Task:
Emit all the data exactly as provided.

Source material:

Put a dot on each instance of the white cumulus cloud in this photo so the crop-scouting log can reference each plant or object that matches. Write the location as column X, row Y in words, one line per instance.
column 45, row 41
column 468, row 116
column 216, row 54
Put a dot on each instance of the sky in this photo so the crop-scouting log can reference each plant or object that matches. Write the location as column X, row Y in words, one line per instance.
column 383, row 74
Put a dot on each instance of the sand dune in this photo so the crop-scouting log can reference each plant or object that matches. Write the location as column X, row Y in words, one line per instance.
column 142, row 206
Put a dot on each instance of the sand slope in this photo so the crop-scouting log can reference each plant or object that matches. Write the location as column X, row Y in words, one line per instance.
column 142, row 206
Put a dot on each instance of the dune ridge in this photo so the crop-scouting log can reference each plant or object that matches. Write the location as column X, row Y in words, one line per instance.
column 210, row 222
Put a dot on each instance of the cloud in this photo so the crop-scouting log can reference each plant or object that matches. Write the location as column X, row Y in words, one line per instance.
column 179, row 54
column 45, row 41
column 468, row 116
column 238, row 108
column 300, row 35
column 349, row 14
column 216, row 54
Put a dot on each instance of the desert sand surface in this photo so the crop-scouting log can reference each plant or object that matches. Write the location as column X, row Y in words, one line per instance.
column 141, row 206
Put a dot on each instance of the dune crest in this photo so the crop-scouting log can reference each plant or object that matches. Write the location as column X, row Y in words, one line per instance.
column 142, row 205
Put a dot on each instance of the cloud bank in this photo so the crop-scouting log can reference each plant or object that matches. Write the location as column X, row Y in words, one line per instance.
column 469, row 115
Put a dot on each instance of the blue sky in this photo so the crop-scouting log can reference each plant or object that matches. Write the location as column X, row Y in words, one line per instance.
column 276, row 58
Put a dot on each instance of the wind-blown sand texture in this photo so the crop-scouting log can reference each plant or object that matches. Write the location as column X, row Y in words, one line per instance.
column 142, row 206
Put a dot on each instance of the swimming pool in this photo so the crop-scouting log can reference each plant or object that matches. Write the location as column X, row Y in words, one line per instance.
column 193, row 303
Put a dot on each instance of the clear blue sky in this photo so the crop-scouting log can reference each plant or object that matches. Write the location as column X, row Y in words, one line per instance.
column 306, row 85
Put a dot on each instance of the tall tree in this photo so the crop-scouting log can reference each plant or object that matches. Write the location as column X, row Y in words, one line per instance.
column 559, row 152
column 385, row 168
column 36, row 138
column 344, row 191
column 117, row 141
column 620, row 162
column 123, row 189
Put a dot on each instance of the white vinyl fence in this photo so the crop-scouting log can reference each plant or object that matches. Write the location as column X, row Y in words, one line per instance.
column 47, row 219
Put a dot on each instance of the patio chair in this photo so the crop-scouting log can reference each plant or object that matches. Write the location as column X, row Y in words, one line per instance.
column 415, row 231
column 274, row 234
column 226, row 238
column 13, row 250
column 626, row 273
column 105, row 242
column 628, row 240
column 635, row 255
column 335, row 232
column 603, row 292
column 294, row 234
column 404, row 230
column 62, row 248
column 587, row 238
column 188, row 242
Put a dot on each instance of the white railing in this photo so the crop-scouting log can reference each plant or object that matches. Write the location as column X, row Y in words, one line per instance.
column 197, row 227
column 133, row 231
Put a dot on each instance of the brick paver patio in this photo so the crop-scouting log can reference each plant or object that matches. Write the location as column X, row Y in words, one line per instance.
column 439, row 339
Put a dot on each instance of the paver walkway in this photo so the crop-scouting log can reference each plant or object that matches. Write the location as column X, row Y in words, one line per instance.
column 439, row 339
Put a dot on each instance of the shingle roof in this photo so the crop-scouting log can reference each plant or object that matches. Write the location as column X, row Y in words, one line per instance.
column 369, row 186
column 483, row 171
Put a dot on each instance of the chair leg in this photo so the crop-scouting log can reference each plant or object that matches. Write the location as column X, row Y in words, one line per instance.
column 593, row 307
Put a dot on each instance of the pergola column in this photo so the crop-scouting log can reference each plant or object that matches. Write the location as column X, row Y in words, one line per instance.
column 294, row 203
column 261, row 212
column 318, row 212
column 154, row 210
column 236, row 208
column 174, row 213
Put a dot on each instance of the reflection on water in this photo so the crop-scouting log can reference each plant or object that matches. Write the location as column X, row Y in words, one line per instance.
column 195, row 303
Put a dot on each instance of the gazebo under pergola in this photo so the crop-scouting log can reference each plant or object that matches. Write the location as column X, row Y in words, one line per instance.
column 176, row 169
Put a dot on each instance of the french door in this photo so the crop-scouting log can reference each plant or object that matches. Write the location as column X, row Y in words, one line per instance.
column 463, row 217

Task response:
Put a dot on each instance of the white cumulus cloud in this photo so the crop-scouting log can reference each plant or object that matches. Write the location as column X, row Y in words, one line per instance.
column 45, row 41
column 468, row 116
column 216, row 54
Put a dot on each instance of the sky in this photo so the crop-scouting log can reference each plant or object that matches. Write the location as column X, row Y in words, one line per instance.
column 383, row 74
Put a dot on each instance of the sand dune in this photo so the crop-scouting log can reference each plant or object that matches. Write the location as column X, row Y in words, one line per instance.
column 142, row 206
Put a dot on each instance of the sand slope in this photo so the crop-scouting log can reference each plant or object that matches. Write the location as column X, row Y in words, one line per instance.
column 142, row 206
Put a dot on each instance of the dune ridge in this photo so the crop-scouting log can reference each plant or object that matches. Write the location as column X, row Y in words, one line per instance.
column 210, row 222
Put a dot on each instance of the cloud in this photo so the crop-scouting log can reference each plant or object that matches. Write the location as column X, row Y in words, one line per instance.
column 179, row 54
column 45, row 41
column 468, row 116
column 238, row 108
column 300, row 35
column 349, row 14
column 216, row 54
Put a dot on each instance of the desert sand surface in this photo so the crop-scouting log can reference each plant or object that matches. Write the location as column X, row Y in words, one line per instance.
column 141, row 206
Put a dot on each instance of the dune crest in this photo so the crop-scouting log can reference each plant or object that matches. Write the location as column X, row Y in words, one line per instance.
column 142, row 205
Put a dot on each instance of the cloud bank in this photo so the crop-scouting log can reference each plant or object that matches. Write the location as column X, row Y in words, one line per instance.
column 469, row 115
Put a dot on each instance of the blue sky in this photo so the crop-scouting log can reference each plant or object that matches. Write the location as column X, row Y in words, one line per instance.
column 276, row 58
Put a dot on each instance of the wind-blown sand texture in this photo so the crop-scouting log can reference each plant or object that matches. Write the location as column X, row Y in words, one line per instance.
column 142, row 206
Put a dot on each instance of the swimming pool in this photo so the crop-scouting log can reference each plant or object that matches. Write the location as column X, row Y in words, one line per instance.
column 193, row 303
Put a dot on each instance of the clear blue sky in this photo so the crop-scouting log can reference each plant or object that matches. Write the location as column X, row Y in words, one line per instance.
column 306, row 85
Put a dot on each instance of the tall tree in this photo so the crop-scouting log can reference each plant or object that matches. Write the location as column X, row Y in words, one line per instance.
column 559, row 152
column 385, row 168
column 36, row 138
column 344, row 191
column 117, row 141
column 620, row 162
column 123, row 189
Put a dot on each instance of the white vinyl fence in this photo so the crop-scouting log can reference each plant or object that matches. Write the location as column X, row Y in words, one line per instance.
column 47, row 219
Put a dot on each instance of the patio chair in this photo so the crop-scouting log can reference each plant or object that matches. Write the location as column X, row Y in words, one line per instance.
column 415, row 231
column 274, row 234
column 226, row 238
column 13, row 250
column 626, row 273
column 105, row 242
column 628, row 240
column 635, row 255
column 335, row 232
column 603, row 292
column 294, row 234
column 404, row 230
column 62, row 248
column 587, row 238
column 188, row 242
Put a dot on each instance of the white railing in this photo so the crop-scouting log can reference each plant or object that matches. Write the location as column X, row Y in words, one line per instance.
column 197, row 227
column 133, row 231
Put a dot on each instance of the brick paver patio in this photo so the crop-scouting log can reference each plant or object that matches. Write the location as column X, row Y in words, one line per instance.
column 439, row 339
Put a dot on each instance of the paver walkway in this photo so the crop-scouting log can reference each plant or object that matches. Write the location as column X, row Y in words, one line per instance.
column 439, row 339
Put a dot on each instance of the shingle roof in this photo so the crop-scouting log can reference each plant or object that matches. Write the location as column X, row Y in words, one line per instance.
column 369, row 186
column 483, row 171
Put a dot on each instance of the chair leg in this photo so the crop-scouting log can reference each plant or object that matches. Write the location as column X, row Y in words, one line per instance.
column 593, row 307
Put a dot on each instance of the pergola column in this photo so the crop-scouting log can reference each plant or object that matches. Write the location as column X, row Y in words, one line per instance.
column 294, row 203
column 261, row 212
column 318, row 212
column 154, row 210
column 236, row 208
column 174, row 213
Put a dot on each instance of the reflection on water in this photo so the crop-scouting log can reference each plant or object that matches. Write the location as column X, row Y in words, one line per instance.
column 195, row 303
Put a dot on each instance of the gazebo under pergola in this photo so the crop-scouting log can reference each plant or object that matches. Write the location as column X, row Y in words, one line per instance.
column 176, row 169
Put a dot on each instance of the french door in this photo so the crop-scouting log can reference each plant or object that matches. Write the location as column X, row Y in words, one line per instance.
column 463, row 217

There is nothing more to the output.